◆ **TEXT**:
[Start of section]
Now that we have our train PHMM model, we will use the map_to_model function with the model to remove non-homolgous sequences and extract the target locus from mitochondrial genomes and longer sequences.

Firstly we will merge the sequences from each database together. As BOLD and GenBank share a number of sequences, we subset the merged file to only the unique sequences to speed things up.

As we only wish to look at the sequence data contained within the range of our alignment model (in this case the folmer region of COI), we use the option shave=TRUE to remove all bases outside the range defined by the model. As here we are looking at a coding gene, we will set check_frame to TRUE to ensure that any insertions or deletions are in multiples of 3.

When extracting the target region from longer sequences such as mitochondrial genomes, the dynamic programming algorithm used to align to the PHMM can take a very long time. Therefore, sequences that are more than twice the length of the input model are split into chunks, and a rapid k-mer pre-screening is used to find the closest matching chunk, which is used to seed the PHMM alignment. This k-mer screening is also used as a rapid screen of shorter sequences to ensure they arent too diverged to be worthwhile aligning to the PHMM. The stringency of this screen can be modified using the kmer_threshold parameter, with the default excluding any sequence more than 30% diverged at k=5. To further speed things up, you can set multithread to the number of cores you wish to use.

# Merge all downloaded sequences
seqs <- concat_DNAbin(genbank_seqs, bold_seqs, genbank_mito)

# Remove those sequnce accessions that are identical across both databases
# Using a regex that splits to just the accessions
uniq_seqs <- seqs[!duplicated(str_extract(names(seqs), "^.*\\|" ))] 

#remove non-homologous sequences
filtered <- map_to_model(
  uniq_seqs, model, min_score = 100, min_length = 200, max_N=Inf, max_gap=Inf, 
  shave=TRUE, check_frame=TRUE, kmer_threshold = 0.3, k=5,
  multithread = FALSE, quiet=FALSE
  )

Resolve Contaminated sequences and misannotated taxonomy

The other main form of misannotation that can effect metabarcoding datasets is incorrect taxonomy for the reference sequences. To resolve this issue, we will cluster sequences at a specific similarity threshold (in this case 97% simularity), and compares the heirarchial taxonomy within clusters. When the taxonomy of a sequences diverges from the other sequences in its cluster, it is removed as a putative misannotation. The confidence required the remove a sequence can be adjusted. In this case we use a confidence threshold of 0.8, which indicates the putative misannotated sequence must diverge from 4/5 other sequences in its cluster to be removed from the dataset.
[End of section]
◆ **EXCERPTED RECORDS**:
[Start of section]
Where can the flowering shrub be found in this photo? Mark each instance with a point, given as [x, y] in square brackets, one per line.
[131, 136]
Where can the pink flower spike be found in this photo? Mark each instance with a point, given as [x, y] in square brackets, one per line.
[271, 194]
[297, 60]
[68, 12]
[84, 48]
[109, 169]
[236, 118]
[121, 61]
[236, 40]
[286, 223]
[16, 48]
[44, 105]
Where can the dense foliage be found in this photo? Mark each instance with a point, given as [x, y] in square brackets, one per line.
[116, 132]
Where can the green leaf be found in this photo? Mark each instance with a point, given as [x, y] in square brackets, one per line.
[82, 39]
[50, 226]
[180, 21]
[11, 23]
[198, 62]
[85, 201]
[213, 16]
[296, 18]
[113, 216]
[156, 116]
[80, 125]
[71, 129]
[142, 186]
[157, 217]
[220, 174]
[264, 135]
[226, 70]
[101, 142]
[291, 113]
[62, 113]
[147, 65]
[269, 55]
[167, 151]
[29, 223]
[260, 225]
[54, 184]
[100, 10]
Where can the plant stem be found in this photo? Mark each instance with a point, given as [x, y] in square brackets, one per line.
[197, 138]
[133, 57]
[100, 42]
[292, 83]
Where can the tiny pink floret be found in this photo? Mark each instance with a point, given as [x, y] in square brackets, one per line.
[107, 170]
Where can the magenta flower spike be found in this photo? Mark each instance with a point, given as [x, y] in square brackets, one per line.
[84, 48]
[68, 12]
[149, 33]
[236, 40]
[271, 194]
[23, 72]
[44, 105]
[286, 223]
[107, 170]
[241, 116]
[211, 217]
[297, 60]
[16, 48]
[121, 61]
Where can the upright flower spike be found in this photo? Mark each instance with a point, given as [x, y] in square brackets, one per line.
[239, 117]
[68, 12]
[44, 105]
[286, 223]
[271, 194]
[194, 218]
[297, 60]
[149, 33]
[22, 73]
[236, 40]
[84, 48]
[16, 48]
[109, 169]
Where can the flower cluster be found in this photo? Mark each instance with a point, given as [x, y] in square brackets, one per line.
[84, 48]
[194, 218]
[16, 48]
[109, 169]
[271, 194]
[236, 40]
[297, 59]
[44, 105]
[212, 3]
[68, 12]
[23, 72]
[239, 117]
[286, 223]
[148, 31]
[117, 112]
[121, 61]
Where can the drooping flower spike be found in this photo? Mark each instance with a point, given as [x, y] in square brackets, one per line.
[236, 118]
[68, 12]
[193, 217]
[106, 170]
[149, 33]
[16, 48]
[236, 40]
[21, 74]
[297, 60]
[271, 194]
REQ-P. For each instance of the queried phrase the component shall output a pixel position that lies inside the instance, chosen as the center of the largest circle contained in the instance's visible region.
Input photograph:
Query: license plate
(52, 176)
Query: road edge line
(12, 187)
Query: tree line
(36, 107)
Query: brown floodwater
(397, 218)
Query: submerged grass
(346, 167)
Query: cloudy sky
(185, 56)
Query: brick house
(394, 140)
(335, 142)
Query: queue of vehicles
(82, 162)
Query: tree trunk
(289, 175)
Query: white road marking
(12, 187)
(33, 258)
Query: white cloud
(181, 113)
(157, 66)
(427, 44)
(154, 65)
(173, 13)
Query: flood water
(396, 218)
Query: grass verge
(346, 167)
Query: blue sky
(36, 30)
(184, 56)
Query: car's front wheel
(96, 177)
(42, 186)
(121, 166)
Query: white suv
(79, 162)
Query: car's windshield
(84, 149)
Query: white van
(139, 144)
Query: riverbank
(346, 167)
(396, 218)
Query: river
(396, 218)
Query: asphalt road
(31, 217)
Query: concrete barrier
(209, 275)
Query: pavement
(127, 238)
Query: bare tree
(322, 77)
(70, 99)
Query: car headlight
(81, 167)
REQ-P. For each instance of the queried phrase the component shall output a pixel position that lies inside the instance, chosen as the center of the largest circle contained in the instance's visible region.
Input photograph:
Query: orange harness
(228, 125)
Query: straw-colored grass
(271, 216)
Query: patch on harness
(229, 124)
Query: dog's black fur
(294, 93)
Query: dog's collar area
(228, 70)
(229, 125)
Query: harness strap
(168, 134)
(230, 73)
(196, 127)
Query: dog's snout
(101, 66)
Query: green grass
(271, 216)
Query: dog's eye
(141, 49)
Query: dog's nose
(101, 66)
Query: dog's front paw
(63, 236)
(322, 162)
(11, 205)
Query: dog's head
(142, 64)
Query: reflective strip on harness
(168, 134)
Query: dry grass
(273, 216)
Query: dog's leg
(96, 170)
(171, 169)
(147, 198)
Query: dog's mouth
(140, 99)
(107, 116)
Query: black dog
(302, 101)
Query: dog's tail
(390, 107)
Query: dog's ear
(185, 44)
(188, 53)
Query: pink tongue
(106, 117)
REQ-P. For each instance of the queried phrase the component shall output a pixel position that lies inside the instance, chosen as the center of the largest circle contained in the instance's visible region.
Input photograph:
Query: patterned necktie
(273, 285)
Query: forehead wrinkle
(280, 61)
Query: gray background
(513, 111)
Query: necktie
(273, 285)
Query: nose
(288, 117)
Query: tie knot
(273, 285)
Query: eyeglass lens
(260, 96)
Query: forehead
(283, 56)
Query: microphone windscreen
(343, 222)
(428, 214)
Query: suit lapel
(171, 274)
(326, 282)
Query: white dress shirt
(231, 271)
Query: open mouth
[End of section]
◆ **YOUR TASK**: Copy the stretch from "Now that we" through "speed things up." in the text on filtering reference sequences, substituting "distinct sequences" for "unique sequences".

◆ **RESPONSE TO THIS EXERCISE**:
Now that we have our train PHMM model, we will use the map_to_model function with the model to remove non-homolgous sequences and extract the target locus from mitochondrial genomes and longer sequences.

Firstly we will merge the sequences from each database together. As BOLD and GenBank share a number of sequences, we subset the merged file to only the distinct sequences to speed things up.